Things are different now where as I have a child to take care of. He brings me hope. He's my miracle. I was hugging him and squeezing him and kissing him before I put him down for a nap. I love him more than myself. I praise God for giving me my miracle son. He helps me not think about my illness as much as focus on him. That's got to be a God thing for sure.
I know God can redeem this illness but with days like yesterday and today I start to feel hopeless. I have asked friends and family to pray because that is all that I know what to do at this point. I pray that God hears all of our cries for help and mercy and he can help me through another hard day where the chemicals in my brain just aren't quite right.
I'm a good mom. I'm a good friend. Im a good wife. I'm a good daughter. It just so happens I have a mental illness. Does this have to make me different? In God's eyes no. This is the thorn in my flesh that is always there beckoning to come out. This is the ugly side of the fall of man. Where sin entered the world and now we deal with pain and suffering. This is my suffering. It comes and goes and I am thankful for that. That not every day is a struggle with my mind. That most of my days are good and pure and I can praise God for that.
But on days like today I'll be honest I want to know where God is and why he is letting this happen again. Haven't I suffered enough in the past 10 years? I guess not. Why is he letting this happen yet again?
If I get stuck in the why I'll drown in sorrow. I'll drown in the sad feelings of hopelessness.
I must persevere and trust that God has a plan. That is all. Prayer and trust that God has a plan.

# [Given problem]
Could you quote the passage on faith and mental illness between "I know God can" and "aren't quite right.", inclusive?

# [Entries supplied]
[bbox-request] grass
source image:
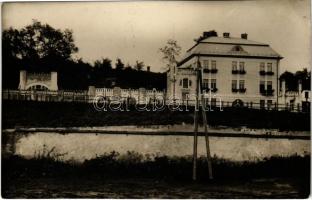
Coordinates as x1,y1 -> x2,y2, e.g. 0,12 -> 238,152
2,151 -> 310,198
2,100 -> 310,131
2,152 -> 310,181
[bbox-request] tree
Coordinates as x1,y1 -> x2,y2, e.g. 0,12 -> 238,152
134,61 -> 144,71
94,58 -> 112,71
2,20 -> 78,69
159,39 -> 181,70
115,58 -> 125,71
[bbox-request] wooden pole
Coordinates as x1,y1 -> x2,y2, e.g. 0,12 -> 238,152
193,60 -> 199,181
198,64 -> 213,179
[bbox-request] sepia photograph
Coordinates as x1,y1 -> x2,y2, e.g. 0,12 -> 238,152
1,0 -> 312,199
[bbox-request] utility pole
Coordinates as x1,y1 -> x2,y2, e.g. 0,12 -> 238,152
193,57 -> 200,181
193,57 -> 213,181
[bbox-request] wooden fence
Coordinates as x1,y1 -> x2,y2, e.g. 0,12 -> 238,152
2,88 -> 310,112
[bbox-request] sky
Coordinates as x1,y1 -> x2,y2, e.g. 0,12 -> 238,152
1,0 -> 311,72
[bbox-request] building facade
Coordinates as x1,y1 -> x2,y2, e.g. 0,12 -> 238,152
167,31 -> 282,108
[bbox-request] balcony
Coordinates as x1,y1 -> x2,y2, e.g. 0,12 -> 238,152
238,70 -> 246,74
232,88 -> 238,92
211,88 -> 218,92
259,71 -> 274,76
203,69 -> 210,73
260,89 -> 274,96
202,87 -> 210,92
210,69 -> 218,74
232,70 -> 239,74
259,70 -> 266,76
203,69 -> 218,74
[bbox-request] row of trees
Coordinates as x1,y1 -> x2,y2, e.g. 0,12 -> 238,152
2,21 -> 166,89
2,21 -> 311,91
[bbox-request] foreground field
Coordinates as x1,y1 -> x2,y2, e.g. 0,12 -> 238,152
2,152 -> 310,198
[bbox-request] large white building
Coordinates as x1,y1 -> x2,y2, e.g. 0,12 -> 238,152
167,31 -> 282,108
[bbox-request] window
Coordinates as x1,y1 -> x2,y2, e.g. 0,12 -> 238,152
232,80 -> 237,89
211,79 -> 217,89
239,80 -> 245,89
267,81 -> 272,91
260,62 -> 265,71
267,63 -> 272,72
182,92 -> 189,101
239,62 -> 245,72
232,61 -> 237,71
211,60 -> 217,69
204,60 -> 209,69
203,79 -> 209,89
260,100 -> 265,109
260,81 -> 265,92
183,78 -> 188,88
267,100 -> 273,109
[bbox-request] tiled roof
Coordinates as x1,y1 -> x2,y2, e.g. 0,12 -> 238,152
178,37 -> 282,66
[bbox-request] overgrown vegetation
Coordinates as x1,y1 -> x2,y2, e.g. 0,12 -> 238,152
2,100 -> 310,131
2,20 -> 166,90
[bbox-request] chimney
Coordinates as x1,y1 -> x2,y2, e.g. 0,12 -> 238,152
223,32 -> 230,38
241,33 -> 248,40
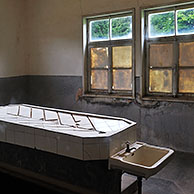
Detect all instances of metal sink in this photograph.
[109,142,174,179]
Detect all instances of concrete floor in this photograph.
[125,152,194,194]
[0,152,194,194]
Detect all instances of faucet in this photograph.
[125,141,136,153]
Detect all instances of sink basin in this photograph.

* * *

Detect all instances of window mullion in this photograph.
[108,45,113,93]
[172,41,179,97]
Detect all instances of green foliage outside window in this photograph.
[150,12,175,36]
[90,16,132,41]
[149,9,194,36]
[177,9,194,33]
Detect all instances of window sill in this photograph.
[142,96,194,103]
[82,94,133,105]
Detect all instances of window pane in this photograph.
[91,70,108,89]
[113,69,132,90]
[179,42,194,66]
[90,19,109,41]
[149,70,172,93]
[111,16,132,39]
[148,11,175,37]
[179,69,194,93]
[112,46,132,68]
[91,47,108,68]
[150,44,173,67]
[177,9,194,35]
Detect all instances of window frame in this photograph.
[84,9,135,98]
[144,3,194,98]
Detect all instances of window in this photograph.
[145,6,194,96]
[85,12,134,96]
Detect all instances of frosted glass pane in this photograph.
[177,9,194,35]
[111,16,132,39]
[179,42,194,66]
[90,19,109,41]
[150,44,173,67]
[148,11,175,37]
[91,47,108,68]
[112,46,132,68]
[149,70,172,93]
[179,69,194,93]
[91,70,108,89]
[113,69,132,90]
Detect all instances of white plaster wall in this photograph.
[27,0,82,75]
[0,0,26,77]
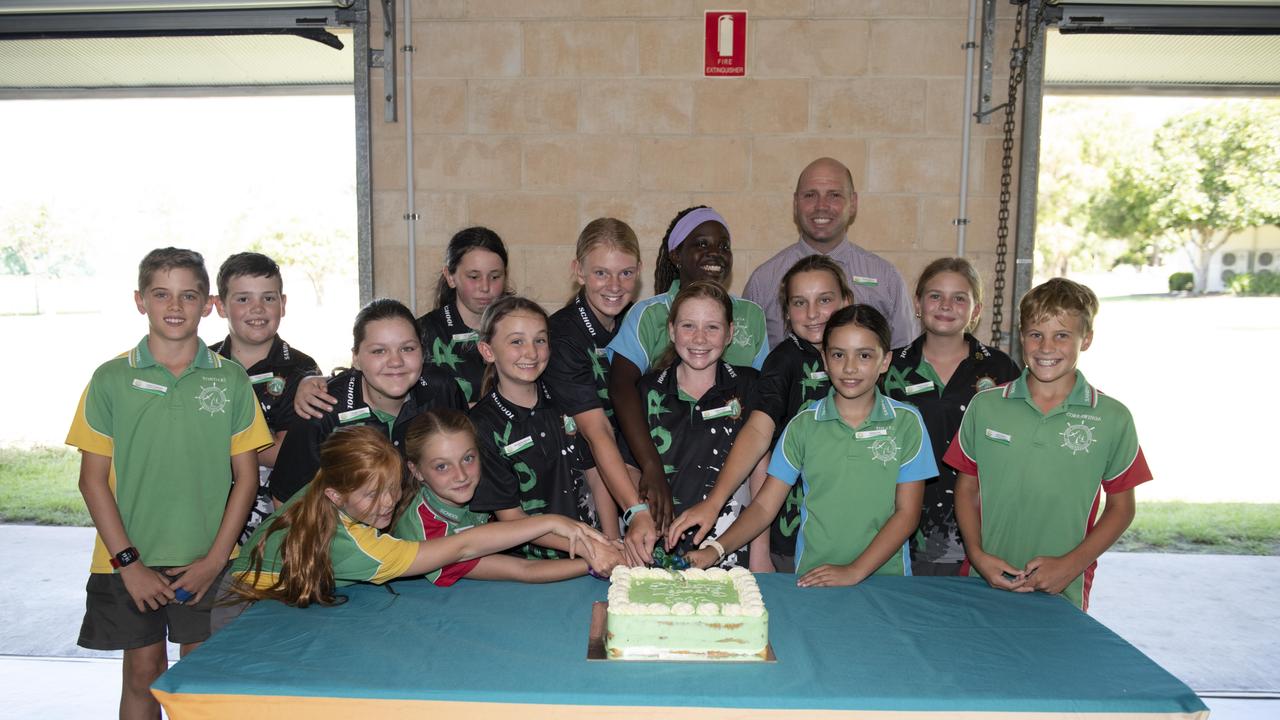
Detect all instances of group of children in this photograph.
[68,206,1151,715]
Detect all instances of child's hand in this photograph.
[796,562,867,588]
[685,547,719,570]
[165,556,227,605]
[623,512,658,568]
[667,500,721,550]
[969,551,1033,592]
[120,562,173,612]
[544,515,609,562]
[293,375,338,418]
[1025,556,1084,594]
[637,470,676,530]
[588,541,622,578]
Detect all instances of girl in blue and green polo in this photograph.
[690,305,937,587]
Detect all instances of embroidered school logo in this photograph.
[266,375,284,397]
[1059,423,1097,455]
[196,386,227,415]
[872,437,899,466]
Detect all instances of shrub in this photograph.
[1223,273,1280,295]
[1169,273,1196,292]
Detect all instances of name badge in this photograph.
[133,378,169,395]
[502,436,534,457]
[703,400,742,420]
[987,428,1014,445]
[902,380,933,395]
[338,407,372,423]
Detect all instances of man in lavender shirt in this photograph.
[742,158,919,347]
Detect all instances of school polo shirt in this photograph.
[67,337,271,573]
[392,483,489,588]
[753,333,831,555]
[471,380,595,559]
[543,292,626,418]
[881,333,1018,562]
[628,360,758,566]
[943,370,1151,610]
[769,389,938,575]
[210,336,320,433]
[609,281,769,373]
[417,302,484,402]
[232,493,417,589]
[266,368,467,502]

# [Reply]
I know God can redeem this illness but with days like yesterday and today I start to feel hopeless. I have asked friends and family to pray because that is all that I know what to do at this point. I pray that God hears all of our cries for help and mercy and he can help me through another hard day where the chemicals in my brain just aren't quite right.